WHAT THIS TASK INVOLVES
Rewrite the rows below, replacing "keypoint" with "marker" everywhere and keeping all else unchanged. Omit the pictures from your answer.

Point annotations for photos
■ ■ ■ ■ ■
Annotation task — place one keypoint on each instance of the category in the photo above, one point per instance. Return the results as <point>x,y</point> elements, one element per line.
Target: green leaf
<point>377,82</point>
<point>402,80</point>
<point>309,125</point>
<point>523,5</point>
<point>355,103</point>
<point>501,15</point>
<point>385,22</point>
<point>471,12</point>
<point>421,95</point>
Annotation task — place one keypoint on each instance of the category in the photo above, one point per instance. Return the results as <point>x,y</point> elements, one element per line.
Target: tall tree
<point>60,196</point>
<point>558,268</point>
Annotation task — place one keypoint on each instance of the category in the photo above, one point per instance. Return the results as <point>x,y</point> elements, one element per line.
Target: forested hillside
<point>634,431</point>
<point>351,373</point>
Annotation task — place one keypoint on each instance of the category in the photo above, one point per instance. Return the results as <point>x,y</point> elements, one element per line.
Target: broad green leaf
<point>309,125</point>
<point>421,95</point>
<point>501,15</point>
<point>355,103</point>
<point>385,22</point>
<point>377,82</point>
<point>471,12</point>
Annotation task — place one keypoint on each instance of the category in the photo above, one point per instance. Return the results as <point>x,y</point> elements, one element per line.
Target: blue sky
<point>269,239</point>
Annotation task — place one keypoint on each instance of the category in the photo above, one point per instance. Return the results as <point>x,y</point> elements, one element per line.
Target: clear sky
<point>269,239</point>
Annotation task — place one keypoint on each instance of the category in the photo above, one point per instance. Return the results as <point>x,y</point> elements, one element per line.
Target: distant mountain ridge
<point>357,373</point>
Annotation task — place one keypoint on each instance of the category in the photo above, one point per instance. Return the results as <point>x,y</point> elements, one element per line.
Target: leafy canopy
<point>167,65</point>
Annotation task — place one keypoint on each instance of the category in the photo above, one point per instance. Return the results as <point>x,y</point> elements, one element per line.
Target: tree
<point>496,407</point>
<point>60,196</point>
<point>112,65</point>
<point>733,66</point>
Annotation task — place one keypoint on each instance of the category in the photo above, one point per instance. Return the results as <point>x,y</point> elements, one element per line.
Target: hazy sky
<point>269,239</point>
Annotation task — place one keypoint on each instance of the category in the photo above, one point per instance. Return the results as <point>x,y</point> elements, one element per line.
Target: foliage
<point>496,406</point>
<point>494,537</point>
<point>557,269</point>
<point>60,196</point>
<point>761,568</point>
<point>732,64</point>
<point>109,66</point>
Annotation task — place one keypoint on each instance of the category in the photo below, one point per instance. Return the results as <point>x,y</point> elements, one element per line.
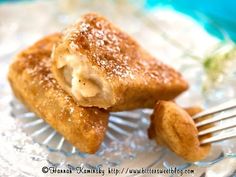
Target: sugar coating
<point>116,53</point>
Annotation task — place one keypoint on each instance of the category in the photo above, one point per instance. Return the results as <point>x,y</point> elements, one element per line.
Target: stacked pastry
<point>74,79</point>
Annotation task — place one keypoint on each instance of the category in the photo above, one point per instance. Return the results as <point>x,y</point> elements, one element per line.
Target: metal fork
<point>216,114</point>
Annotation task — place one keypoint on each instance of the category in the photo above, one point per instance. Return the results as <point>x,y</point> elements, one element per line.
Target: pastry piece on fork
<point>101,66</point>
<point>173,127</point>
<point>33,83</point>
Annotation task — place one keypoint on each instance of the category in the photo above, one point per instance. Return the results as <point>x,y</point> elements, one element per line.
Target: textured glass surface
<point>169,36</point>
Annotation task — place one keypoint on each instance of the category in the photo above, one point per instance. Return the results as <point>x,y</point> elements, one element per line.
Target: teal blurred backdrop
<point>217,16</point>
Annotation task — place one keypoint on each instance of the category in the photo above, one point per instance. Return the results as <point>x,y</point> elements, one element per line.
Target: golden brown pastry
<point>99,65</point>
<point>33,83</point>
<point>173,127</point>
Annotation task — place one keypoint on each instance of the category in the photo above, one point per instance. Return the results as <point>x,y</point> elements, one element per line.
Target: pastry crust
<point>173,127</point>
<point>100,65</point>
<point>32,82</point>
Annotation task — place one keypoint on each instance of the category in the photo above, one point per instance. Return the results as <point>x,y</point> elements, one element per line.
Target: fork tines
<point>217,114</point>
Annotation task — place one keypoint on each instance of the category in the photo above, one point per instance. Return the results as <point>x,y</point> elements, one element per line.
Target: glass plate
<point>171,37</point>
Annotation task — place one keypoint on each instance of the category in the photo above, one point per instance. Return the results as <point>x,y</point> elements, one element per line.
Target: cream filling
<point>82,79</point>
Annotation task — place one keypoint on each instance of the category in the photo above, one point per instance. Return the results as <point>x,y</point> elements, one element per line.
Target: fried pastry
<point>173,127</point>
<point>33,83</point>
<point>99,65</point>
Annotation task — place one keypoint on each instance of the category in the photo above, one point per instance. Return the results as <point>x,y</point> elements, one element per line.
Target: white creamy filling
<point>82,79</point>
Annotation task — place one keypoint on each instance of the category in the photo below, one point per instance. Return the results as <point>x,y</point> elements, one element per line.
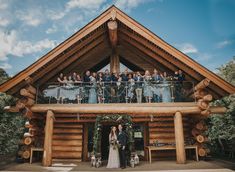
■ ■ ■ ■ ■
TASK RESULT
Annotation task — place one marker on each instance of the category in the photo above, one point per instance. Return the results as <point>x,y</point> elements, one element per line.
Target: green leaf
<point>377,82</point>
<point>402,80</point>
<point>309,125</point>
<point>523,5</point>
<point>355,103</point>
<point>501,15</point>
<point>385,22</point>
<point>471,12</point>
<point>421,95</point>
Annotation task — place one marker on each instance of the category in the photo above, one point per instance. Return the results as <point>x,y</point> elements, one element per line.
Target: tall tree
<point>60,196</point>
<point>558,268</point>
Annotation task — place one marker on each instance of the category in the photo above, one point per instance. Return the results as <point>x,y</point> elements, one element per line.
Target: forested hillside
<point>634,431</point>
<point>351,373</point>
Annotation task — place one marker on each instance of the category in the photo above, one point per instance. Return the results as <point>x,y</point> elements, one element per line.
Target: broad green leaf
<point>309,125</point>
<point>421,95</point>
<point>501,15</point>
<point>355,103</point>
<point>385,22</point>
<point>377,82</point>
<point>471,12</point>
Annotation task — place one marker on each instance of the category in the photo above, one point per instance. Return the results as <point>x,y</point> elements, one element per line.
Target: blue sky
<point>269,239</point>
Annotation task — place one marker on each instance of the category in the photo above, one point per instance. Return the results as <point>x,y</point> elements, one element per line.
Target: clear sky
<point>269,239</point>
Annotation task — place one marker on each instance of the category in the photo above, one point per instance. Return the results as <point>x,y</point> elements, one element per line.
Target: distant mountain ridge
<point>357,373</point>
Annotation task — place one marker on each instance of the category in the photo above, one point per instance. Return the results as <point>x,y</point> elements, one element per line.
Target: leafy canopy
<point>167,65</point>
Annotation task — place one marker on each instance of the category in the photo above, one point per instance. Return the results as <point>x,y</point> elements, one element per line.
Target: tree
<point>496,407</point>
<point>60,196</point>
<point>112,65</point>
<point>733,66</point>
Annotation task — place one marker on each instance of the category in the photo above, one point per instance. Return the results as <point>x,y</point> elements, one element per line.
Target: hazy sky
<point>269,239</point>
Annotation task — place one marker on each instance of the category in the photo above, one point per instance. Return the results as <point>x,y</point> elements, one element per line.
Target: foliage
<point>496,406</point>
<point>494,537</point>
<point>557,269</point>
<point>60,196</point>
<point>761,568</point>
<point>732,64</point>
<point>109,66</point>
Annotation task — place one marker on each instance of the category in the photo below, one point per instance. Return the results as <point>x,y</point> elements, one element per line.
Target: sugar coating
<point>116,53</point>
Annotation task — place one marker on each instance of the category in the photo above, one point per instance. Return the results as <point>x,y</point> elements, one element per line.
Target: stacked pastry
<point>74,79</point>
Annotation task — place one marker on each instance of the category in the photo above, one point per instance. Return the results as <point>x,y</point> elements, one element per line.
Target: metal fork
<point>216,114</point>
Annotation task — place one marker on each instance of the category in the photo above, one point per instance. Return the results as <point>x,y</point> elements, one element per line.
Target: pastry piece on fork
<point>101,66</point>
<point>173,127</point>
<point>33,83</point>
Annotation task — place one marker on each instance of the category in the photo above, one point per instance. Return the results as <point>x,y</point> elements, one element per line.
Target: textured glass surface
<point>169,36</point>
Annotation task — place one marker on each instance of the category in the photo above, one point per instance. Return the results as <point>x,y</point> elements, one element per line.
Target: teal blurred backdrop
<point>217,16</point>
Annotation task — place one marker on each instance of the category in the photo above, one point per instance. Return the results as <point>x,y</point> elements, one element per line.
Target: golden brown pastry
<point>99,65</point>
<point>33,83</point>
<point>173,127</point>
Annotation task — place one marker on each instance of the category in the photo above, one point per instance. Return the results as <point>x,y</point> elements, one element per line.
Target: pastry crust
<point>173,127</point>
<point>100,65</point>
<point>32,82</point>
Annotation task — place one marker on each instance of the category in the photo above, one point per instance. Return the results as <point>x,y</point> elements, one element per line.
Target: fork tines
<point>217,114</point>
Annotation task — place one marker on each instance of the category in the photo above, one point per instance. Return the results as <point>x,y</point> elements, one element per line.
Target: glass plate
<point>171,37</point>
Annotation task — place one marker on each instance of the category in the photo above, one point per instance. Return the results as <point>x,y</point> elements, one element per line.
Target: cream filling
<point>82,79</point>
Annotation task — place one marker on each instance of the category in the photo above, one point per instance. Return the results as <point>x,y</point> elements, one element per line.
Target: fried pastry
<point>173,127</point>
<point>33,83</point>
<point>99,65</point>
Annotation task — place one marker on each instance of the category in the photo above, one point per instance. Return the results as <point>x,y</point> elements, one element per line.
Target: white creamy filling
<point>82,79</point>
Annotation task — place one marker on each instance of the category in the photo below, one point per instance. Return the results as <point>x,y</point> elements, one element per line.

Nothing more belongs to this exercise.